AVAILABLE DATA -
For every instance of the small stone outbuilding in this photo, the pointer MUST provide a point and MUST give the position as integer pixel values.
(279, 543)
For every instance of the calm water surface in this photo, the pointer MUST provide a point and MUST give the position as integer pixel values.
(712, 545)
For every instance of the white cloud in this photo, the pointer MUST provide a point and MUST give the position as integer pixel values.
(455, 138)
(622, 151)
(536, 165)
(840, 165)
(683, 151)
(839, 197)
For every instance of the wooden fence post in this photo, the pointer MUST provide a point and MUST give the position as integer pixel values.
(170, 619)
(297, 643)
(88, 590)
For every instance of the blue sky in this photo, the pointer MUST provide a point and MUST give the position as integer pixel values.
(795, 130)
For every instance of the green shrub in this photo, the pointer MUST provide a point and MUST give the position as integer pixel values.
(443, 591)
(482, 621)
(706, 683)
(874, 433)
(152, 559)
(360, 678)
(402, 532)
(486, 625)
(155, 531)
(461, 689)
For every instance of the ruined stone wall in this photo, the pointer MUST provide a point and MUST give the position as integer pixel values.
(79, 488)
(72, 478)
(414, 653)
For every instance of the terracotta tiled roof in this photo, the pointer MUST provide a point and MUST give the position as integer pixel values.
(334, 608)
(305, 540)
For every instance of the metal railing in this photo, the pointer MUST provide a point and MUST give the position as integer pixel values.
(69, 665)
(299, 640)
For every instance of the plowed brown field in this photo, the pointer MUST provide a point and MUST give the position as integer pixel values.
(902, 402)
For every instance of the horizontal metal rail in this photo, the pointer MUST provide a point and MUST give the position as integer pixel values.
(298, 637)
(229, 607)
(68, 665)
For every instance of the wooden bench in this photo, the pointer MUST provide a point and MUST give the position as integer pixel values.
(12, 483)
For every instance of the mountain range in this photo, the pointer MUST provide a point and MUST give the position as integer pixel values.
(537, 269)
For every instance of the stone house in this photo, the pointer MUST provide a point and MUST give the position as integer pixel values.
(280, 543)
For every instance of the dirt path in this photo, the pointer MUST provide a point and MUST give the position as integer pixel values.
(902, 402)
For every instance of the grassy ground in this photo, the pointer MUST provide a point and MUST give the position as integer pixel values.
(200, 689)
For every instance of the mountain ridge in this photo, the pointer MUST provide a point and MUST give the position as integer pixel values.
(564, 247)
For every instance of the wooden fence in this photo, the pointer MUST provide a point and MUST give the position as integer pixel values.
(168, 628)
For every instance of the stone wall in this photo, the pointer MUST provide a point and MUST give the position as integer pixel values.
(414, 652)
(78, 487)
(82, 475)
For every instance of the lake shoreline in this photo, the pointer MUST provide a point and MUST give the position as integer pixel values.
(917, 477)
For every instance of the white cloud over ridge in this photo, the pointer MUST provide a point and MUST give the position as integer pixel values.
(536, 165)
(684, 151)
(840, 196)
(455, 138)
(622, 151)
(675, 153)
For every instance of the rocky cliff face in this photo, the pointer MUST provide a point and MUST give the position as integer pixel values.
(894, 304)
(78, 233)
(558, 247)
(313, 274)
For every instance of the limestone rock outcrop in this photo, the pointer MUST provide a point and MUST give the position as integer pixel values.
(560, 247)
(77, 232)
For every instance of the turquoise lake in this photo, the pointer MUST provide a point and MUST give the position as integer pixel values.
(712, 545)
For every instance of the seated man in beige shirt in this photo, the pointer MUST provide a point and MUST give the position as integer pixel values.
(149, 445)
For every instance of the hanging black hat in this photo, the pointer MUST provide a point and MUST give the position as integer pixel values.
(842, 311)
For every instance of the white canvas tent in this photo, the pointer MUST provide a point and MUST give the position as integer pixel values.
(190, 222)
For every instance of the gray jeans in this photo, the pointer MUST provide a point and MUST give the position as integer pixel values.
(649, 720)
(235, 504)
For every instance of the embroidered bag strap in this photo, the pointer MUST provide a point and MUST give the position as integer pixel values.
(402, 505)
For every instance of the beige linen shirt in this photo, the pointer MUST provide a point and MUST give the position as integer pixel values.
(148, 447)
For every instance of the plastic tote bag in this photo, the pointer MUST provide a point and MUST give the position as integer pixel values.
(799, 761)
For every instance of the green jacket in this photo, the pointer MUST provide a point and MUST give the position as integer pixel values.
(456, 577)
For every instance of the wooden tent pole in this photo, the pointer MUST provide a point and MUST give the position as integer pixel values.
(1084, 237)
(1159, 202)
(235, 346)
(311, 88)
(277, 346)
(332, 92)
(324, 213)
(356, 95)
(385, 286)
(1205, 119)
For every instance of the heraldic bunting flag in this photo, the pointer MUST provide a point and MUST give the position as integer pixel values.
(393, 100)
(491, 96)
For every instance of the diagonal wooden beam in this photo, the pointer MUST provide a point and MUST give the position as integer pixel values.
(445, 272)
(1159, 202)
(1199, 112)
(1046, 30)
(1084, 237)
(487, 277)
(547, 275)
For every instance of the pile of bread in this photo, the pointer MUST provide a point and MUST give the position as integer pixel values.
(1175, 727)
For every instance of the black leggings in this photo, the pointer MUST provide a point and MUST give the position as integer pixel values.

EXERCISE GOAL -
Arrange the records above as a numbered list, from the line containing "For every instance of the green jacket" through the line containing "(1205, 119)", both included, and omit any blank lines.

CORRECT OUTPUT -
1. For every instance of the green jacket in this photo, the pointer MUST provide a point and MUST give the position as integer pixel values.
2. (456, 577)
3. For every instance of the wooden tent pole in this photo, the pointer MUST provide a point and MUST give the position as integer pixel values.
4. (1084, 237)
5. (1159, 202)
6. (235, 346)
7. (311, 88)
8. (277, 346)
9. (332, 92)
10. (324, 213)
11. (356, 95)
12. (385, 286)
13. (1205, 119)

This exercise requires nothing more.